WORKING DATA =
-- Opening Marker --

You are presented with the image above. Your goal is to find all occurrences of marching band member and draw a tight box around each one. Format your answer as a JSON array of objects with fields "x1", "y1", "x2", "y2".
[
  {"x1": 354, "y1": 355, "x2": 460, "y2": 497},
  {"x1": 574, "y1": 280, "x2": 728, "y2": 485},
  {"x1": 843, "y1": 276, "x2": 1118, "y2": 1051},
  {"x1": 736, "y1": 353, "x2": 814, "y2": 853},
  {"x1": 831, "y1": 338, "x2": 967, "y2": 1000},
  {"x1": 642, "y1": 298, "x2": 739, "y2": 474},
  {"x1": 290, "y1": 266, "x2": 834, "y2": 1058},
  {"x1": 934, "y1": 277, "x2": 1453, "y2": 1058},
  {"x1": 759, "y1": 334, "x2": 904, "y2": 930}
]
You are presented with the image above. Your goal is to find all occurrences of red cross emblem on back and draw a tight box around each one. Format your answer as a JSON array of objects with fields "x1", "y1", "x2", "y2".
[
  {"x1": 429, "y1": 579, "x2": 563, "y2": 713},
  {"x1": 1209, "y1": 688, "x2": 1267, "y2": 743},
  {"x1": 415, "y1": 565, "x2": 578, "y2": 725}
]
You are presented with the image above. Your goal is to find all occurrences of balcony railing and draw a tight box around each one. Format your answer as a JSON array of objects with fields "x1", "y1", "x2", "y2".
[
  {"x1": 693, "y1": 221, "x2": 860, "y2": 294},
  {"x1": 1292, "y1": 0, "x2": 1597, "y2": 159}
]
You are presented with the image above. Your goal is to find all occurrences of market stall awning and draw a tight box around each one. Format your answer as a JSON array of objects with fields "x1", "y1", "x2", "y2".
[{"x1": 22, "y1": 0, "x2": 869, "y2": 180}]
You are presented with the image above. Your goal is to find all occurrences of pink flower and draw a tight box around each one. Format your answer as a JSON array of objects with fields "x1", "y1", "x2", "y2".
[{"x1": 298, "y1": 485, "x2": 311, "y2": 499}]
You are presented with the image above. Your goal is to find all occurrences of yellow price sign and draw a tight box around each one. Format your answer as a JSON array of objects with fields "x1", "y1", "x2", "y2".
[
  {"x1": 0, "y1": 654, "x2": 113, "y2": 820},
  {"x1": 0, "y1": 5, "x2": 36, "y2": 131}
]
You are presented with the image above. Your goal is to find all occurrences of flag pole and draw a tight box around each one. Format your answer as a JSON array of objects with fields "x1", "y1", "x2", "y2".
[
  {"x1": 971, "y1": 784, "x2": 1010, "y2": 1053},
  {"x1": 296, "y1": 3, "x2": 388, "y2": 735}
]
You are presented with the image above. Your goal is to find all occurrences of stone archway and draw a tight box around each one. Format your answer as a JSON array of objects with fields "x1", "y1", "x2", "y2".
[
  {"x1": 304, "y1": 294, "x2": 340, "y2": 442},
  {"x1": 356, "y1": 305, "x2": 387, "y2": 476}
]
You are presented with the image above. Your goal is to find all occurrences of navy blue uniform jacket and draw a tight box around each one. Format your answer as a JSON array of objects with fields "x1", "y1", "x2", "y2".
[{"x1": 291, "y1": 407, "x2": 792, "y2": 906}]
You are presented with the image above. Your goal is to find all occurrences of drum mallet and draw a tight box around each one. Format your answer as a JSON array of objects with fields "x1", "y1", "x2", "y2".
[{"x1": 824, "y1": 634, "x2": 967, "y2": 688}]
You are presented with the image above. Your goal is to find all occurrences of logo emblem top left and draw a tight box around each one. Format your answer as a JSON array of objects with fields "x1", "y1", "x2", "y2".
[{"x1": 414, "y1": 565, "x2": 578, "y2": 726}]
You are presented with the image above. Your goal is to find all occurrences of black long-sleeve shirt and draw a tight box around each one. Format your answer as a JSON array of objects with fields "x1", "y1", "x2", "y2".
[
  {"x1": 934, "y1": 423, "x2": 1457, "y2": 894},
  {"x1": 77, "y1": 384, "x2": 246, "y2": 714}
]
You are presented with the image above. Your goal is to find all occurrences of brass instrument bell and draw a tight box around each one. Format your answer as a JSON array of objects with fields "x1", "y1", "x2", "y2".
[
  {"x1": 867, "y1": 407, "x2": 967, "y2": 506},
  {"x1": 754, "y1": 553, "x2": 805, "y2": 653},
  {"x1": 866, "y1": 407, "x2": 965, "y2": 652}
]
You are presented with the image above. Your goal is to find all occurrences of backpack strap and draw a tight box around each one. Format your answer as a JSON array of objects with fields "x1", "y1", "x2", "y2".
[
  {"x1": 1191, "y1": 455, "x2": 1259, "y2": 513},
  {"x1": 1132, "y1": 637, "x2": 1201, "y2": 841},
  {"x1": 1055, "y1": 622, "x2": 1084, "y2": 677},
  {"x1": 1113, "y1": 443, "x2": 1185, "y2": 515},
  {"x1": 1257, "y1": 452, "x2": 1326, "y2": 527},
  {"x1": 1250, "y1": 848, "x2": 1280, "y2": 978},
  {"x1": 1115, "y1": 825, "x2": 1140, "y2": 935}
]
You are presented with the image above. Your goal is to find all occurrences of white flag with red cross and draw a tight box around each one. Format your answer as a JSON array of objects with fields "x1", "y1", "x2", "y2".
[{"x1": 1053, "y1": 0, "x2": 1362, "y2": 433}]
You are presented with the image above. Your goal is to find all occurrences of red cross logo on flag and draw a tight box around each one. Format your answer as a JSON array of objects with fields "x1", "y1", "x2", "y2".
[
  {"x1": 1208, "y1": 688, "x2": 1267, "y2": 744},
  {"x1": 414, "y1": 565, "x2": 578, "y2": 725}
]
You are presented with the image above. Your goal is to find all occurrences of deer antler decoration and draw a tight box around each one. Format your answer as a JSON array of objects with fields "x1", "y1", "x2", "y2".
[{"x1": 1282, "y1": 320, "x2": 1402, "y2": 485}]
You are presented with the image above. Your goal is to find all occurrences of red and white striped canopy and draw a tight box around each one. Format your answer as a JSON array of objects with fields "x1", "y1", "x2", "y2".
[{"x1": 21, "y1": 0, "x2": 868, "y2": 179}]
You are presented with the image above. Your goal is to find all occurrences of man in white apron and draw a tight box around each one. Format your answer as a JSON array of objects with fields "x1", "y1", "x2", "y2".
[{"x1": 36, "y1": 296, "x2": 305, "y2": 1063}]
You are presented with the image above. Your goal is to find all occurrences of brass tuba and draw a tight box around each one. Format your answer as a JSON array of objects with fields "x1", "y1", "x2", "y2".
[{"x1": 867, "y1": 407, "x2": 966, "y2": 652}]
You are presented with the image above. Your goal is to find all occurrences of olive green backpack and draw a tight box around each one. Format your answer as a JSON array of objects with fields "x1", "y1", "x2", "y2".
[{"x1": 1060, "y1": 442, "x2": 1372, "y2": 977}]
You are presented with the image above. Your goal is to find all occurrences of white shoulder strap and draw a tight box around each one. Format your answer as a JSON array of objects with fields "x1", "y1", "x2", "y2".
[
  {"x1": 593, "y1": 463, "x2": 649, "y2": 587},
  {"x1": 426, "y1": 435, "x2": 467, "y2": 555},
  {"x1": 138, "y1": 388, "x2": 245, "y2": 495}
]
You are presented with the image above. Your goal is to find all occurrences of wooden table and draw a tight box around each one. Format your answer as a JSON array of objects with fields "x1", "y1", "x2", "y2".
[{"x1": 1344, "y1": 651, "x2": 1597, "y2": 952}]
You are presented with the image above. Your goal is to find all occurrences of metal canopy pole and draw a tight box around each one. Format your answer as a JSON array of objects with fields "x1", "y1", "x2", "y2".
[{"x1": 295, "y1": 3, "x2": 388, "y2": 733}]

-- Closing Marker --

Only output the lines from the one with "occurrences of metal" through the end of the entries above, exactly as they are.

ANSWER =
You are presented with the image above. Your goal is to find all occurrences of metal canopy pole and draw a tight box around each one. Format your answer as a JSON array of objects with fields "x1", "y1", "x2", "y2".
[{"x1": 295, "y1": 3, "x2": 388, "y2": 733}]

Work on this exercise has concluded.